*** Opening of Data shown ***
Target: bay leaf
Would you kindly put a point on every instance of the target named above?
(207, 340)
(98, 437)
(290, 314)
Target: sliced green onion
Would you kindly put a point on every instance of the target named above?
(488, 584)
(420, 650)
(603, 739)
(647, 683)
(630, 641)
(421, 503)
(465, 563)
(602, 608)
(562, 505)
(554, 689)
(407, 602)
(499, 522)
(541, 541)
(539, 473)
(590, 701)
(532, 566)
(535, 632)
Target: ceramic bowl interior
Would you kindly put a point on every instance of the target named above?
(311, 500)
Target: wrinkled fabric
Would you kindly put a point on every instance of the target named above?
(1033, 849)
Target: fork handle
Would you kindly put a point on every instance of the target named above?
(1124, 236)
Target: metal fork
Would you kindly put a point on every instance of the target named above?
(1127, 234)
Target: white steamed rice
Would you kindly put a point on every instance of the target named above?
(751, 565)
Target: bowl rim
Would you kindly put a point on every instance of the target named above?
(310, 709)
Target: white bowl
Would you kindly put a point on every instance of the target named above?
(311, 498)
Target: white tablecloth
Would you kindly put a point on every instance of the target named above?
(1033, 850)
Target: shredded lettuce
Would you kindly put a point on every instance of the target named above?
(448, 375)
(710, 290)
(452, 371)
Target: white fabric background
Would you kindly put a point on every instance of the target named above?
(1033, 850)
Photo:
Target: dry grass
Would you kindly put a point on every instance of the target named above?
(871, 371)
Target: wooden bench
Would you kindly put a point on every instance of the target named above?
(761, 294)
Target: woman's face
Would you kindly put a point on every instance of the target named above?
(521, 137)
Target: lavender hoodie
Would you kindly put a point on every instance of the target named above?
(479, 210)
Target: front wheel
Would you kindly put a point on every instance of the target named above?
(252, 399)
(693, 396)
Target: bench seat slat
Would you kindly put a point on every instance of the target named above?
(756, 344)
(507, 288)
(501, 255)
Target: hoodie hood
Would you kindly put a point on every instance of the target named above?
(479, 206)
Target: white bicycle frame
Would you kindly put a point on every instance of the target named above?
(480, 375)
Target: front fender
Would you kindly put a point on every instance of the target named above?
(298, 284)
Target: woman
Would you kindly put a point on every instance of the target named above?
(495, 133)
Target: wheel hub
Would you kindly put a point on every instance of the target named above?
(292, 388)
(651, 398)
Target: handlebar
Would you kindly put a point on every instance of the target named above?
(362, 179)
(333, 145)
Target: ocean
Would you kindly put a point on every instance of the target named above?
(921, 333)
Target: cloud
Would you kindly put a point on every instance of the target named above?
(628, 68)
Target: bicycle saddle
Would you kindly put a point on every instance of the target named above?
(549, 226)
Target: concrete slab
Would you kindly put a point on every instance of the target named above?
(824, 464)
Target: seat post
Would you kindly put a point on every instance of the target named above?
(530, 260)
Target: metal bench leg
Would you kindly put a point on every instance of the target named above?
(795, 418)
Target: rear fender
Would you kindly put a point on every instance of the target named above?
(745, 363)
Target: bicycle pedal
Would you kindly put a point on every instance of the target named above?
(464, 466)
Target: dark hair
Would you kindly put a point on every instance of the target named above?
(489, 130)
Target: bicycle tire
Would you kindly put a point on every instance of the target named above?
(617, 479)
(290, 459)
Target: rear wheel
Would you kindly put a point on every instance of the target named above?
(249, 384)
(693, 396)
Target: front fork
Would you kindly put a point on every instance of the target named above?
*** Close of Data shown ***
▸ **Task**:
The answer should be an exact copy of the lines from the first line of the data through the line with "Target: white bowl" and should contain nothing else.

▸ **Response to the exercise**:
Target: bay leaf
Would you kindly put a point on every instance of the target named above?
(207, 340)
(98, 437)
(290, 314)
Target: sliced green onion
Would you kindly put a point on every instance of the target named above?
(488, 584)
(420, 650)
(603, 739)
(647, 683)
(630, 641)
(421, 503)
(465, 563)
(602, 608)
(562, 505)
(554, 689)
(407, 602)
(499, 522)
(541, 541)
(539, 473)
(590, 701)
(532, 566)
(535, 632)
Target: ceramic bowl interior
Would you kindly put a point on every instance of the target named above?
(311, 500)
Target: wrinkled fabric
Would you kindly put a point on every instance of the target named above?
(1033, 849)
Target: fork handle
Would you kindly put a point on every instance of the target named above?
(1124, 236)
Target: metal fork
Would you kindly put a point on every instance of the target named above?
(1127, 234)
Target: white steamed rice
Would you kindly put a point on every instance of the target named above?
(751, 565)
Target: bowl rim
Would you kindly put a point on every instance of the target named above?
(310, 709)
Target: white bowl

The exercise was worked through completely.